• _Request_
Swap "wooden boat" for "canoe" throughout the lines below and reproduce them with no other change.

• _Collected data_
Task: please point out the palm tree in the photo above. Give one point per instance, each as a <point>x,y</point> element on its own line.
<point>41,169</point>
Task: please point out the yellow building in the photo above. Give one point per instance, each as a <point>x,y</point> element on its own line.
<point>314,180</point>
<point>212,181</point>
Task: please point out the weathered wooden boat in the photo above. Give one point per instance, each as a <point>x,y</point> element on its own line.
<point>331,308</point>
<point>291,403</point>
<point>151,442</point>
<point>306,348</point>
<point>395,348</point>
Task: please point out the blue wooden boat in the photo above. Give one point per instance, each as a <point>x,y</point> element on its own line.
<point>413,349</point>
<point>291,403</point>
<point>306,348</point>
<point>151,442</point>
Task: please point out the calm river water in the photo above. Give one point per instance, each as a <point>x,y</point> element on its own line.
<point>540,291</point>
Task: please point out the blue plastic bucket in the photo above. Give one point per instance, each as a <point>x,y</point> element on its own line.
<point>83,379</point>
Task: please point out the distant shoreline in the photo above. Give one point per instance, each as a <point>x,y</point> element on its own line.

• _Output below_
Task: please point out the palm tree in the photo above. Give one point per instance, each as a <point>x,y</point> element on its own line.
<point>41,169</point>
Task: please point out the yellow building in the photo above. Give one point per instance, each as a <point>x,y</point> element on its own line.
<point>314,180</point>
<point>212,181</point>
Task: please point out the weathered canoe in the photo above. Give one point per instance, each as a <point>x,y</point> element on its own line.
<point>331,308</point>
<point>291,403</point>
<point>151,442</point>
<point>306,348</point>
<point>395,348</point>
Task: please point out the blue canoe in the photo above. Give one point per instance, each as a <point>x,y</point> element on its own line.
<point>413,349</point>
<point>291,403</point>
<point>306,348</point>
<point>151,442</point>
Task: please point out the calm river water in the photo above. Give one point per instance, each as a <point>x,y</point> element on its own line.
<point>540,291</point>
Task: please point out the blue plastic bucket in the photo above. Give one point per instance, each as a <point>x,y</point> element on its own line.
<point>83,379</point>
Task: please point out the distant shoreline in the photo above. Give one point per instance, each as a <point>x,y</point> element on its own line.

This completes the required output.